___ Entries shown ___
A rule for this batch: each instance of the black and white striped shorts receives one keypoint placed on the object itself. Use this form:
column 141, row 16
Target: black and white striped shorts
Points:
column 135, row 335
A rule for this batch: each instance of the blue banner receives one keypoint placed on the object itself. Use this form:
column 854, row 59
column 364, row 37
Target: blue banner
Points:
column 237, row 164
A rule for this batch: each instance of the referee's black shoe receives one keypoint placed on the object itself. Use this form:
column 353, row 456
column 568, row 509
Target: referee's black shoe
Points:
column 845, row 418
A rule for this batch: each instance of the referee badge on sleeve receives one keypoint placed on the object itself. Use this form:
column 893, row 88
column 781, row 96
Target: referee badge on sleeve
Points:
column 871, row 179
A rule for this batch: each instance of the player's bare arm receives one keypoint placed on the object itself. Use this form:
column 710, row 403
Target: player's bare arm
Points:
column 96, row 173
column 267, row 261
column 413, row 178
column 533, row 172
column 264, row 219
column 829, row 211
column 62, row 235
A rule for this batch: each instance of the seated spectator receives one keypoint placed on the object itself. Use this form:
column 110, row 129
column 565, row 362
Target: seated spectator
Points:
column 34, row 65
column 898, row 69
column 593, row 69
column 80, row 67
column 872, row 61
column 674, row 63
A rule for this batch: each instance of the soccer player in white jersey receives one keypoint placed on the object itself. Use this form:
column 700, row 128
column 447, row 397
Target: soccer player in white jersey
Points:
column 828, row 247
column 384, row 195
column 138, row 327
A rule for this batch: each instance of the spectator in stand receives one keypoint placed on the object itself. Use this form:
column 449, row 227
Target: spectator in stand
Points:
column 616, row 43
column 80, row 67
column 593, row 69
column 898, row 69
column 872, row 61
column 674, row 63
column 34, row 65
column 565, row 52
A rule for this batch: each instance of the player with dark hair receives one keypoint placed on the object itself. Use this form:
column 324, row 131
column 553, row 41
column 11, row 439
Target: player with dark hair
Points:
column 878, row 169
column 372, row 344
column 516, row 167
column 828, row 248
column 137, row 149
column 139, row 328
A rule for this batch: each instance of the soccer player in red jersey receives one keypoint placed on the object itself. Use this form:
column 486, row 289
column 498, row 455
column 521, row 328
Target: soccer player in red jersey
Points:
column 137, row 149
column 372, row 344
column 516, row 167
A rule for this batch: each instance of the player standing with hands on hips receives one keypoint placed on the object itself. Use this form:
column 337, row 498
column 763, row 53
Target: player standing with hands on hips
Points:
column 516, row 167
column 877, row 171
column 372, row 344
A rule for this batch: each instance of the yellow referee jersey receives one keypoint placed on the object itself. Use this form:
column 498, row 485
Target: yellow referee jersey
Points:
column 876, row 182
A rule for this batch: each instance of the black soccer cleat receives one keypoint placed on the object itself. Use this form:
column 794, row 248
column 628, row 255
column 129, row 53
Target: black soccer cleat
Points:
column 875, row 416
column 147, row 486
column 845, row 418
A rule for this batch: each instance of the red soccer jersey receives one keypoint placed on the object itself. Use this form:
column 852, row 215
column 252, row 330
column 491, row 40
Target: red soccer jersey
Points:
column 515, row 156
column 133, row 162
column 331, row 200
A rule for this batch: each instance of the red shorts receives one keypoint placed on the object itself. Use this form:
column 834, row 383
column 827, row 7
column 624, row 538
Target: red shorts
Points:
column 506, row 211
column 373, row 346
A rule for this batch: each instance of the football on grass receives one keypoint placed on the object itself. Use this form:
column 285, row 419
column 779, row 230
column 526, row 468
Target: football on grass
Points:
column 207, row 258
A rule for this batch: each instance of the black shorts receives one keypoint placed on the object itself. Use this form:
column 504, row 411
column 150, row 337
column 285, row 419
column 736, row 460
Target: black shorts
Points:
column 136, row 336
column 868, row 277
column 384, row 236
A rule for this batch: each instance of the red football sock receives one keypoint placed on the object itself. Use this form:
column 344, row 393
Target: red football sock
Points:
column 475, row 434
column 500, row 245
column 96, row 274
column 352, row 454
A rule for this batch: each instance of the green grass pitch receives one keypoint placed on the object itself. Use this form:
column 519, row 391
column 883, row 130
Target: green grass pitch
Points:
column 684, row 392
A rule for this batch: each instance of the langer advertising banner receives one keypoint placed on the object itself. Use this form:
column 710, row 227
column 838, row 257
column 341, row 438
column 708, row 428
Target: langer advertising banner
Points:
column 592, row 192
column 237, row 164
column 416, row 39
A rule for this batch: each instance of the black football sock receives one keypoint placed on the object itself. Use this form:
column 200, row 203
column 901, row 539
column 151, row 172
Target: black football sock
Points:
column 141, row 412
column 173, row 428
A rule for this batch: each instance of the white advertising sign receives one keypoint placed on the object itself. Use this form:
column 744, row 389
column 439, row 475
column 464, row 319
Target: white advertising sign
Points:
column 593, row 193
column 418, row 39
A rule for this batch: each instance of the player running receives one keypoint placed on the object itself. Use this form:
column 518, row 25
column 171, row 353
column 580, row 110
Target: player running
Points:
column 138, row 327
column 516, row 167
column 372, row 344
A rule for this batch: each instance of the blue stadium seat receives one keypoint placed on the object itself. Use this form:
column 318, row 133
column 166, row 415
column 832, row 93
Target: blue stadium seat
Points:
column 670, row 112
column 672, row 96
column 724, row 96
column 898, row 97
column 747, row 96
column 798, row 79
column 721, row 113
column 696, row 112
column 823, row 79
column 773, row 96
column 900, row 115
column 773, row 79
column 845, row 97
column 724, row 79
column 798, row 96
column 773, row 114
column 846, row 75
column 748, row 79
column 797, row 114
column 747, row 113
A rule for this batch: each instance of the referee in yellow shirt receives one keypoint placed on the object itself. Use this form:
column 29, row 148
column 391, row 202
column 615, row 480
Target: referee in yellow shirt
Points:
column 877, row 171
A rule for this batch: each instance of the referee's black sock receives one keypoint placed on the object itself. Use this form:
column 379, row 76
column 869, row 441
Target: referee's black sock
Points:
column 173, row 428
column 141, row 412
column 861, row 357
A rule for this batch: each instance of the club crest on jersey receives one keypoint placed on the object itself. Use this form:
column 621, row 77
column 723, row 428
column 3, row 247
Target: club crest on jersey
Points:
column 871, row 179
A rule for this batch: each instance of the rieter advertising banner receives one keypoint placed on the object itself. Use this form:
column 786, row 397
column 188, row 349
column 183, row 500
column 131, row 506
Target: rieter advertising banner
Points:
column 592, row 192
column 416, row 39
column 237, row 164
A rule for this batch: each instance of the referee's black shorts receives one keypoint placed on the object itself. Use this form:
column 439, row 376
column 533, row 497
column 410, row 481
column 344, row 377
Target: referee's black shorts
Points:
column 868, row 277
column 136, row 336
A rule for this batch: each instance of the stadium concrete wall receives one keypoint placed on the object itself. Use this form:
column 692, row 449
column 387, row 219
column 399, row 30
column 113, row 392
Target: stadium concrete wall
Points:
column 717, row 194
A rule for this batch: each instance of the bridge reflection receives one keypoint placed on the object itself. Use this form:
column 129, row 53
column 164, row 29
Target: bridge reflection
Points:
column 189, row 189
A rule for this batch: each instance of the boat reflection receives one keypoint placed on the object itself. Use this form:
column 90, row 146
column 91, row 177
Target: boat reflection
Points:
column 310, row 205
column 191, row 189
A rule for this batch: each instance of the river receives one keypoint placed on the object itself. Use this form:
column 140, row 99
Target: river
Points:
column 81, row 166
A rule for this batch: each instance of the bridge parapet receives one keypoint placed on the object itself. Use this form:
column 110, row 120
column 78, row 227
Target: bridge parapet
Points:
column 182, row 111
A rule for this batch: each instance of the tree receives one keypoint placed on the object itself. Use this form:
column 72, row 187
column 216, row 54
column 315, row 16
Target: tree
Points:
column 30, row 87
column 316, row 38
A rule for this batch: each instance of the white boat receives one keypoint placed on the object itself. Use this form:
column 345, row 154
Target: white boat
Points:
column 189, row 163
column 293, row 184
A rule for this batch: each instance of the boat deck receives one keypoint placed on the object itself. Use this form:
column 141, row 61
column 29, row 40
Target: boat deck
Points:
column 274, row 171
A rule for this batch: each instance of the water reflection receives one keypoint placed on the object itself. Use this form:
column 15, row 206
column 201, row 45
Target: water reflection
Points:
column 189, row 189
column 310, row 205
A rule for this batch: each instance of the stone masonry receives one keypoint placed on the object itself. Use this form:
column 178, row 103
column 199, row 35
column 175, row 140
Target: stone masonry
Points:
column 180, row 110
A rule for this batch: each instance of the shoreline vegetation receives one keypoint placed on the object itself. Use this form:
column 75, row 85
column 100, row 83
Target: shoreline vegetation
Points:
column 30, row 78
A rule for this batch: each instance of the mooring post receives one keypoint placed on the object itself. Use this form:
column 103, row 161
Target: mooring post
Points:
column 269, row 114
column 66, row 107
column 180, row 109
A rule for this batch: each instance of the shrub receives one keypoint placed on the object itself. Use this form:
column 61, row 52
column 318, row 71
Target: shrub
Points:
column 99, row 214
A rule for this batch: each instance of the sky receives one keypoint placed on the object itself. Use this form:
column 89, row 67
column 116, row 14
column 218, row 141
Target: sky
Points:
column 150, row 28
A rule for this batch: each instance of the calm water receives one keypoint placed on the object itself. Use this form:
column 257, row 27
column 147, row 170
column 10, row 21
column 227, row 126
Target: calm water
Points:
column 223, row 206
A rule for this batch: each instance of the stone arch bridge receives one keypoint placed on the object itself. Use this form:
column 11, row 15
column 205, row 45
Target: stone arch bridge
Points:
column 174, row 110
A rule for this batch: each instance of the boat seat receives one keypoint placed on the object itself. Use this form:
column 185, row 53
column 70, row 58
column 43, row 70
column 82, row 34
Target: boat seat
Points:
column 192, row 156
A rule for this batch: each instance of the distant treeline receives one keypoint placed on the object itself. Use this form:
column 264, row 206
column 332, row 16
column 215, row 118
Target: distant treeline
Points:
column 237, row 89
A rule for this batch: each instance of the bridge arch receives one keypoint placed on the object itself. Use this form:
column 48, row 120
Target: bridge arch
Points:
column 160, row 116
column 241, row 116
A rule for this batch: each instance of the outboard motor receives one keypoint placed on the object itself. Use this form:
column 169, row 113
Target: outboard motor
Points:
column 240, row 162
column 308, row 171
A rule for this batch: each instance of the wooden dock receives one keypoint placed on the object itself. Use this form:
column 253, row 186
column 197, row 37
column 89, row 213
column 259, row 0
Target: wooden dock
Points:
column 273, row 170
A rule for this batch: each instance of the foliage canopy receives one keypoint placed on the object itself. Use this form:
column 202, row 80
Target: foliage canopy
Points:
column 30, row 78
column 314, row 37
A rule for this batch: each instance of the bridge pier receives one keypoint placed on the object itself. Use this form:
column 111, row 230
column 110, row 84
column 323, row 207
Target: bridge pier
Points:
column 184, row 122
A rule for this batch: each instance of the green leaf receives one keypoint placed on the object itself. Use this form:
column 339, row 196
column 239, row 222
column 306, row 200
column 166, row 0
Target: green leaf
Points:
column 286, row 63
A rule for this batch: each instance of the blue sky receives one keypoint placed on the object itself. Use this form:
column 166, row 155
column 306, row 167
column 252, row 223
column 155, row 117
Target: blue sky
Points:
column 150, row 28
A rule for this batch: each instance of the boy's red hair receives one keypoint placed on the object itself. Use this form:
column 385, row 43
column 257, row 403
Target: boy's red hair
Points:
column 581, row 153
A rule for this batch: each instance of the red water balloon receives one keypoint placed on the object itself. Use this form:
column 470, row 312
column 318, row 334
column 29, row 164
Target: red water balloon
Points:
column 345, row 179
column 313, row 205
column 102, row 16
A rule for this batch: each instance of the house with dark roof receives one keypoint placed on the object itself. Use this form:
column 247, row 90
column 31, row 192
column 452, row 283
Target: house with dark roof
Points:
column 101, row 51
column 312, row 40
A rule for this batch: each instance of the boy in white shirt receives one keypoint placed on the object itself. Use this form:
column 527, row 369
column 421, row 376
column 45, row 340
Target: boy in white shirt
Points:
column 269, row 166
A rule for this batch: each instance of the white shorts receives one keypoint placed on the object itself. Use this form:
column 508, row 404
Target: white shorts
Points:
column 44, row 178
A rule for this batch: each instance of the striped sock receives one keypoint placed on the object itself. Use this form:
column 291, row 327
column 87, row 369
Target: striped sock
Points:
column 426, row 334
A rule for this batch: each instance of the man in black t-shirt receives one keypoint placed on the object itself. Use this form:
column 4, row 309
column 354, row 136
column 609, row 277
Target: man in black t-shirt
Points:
___
● **Your instructions**:
Starting at the line that contains "A rule for this batch: each instance of the red water", copy each line exactly through the end of the listing above. Include that first line and the last one, and add nothing.

● **Reply to the exercise**:
A rule for this batch: each instance of the red water balloon receives one keypoint placed on the object itself. Use this form:
column 470, row 312
column 318, row 334
column 29, row 164
Target: red water balloon
Points:
column 345, row 179
column 313, row 205
column 102, row 16
A rule for this batch: each instance of the house with dark roof receives one keypoint placed on the object itself. Use this form:
column 247, row 90
column 31, row 192
column 452, row 283
Target: house with dark roof
Points:
column 101, row 51
column 312, row 40
A rule for this batch: each instance of the boy in white shirt receives one keypoint placed on the object itself. Use this form:
column 527, row 369
column 421, row 376
column 45, row 340
Target: boy in white shirt
Points:
column 269, row 166
A rule for this batch: each instance of the white shorts receives one keypoint placed on the object itself. Use this form:
column 508, row 404
Target: white shorts
Points:
column 44, row 178
A rule for this batch: each instance of the striped sock receives one keypoint placed on the object itself. Use this form:
column 291, row 327
column 87, row 369
Target: striped sock
Points:
column 426, row 334
A rule for this batch: each instance of the man in black t-shirt receives one keypoint placed on the object itself. Use this form:
column 4, row 309
column 354, row 136
column 609, row 277
Target: man in black t-shirt
Points:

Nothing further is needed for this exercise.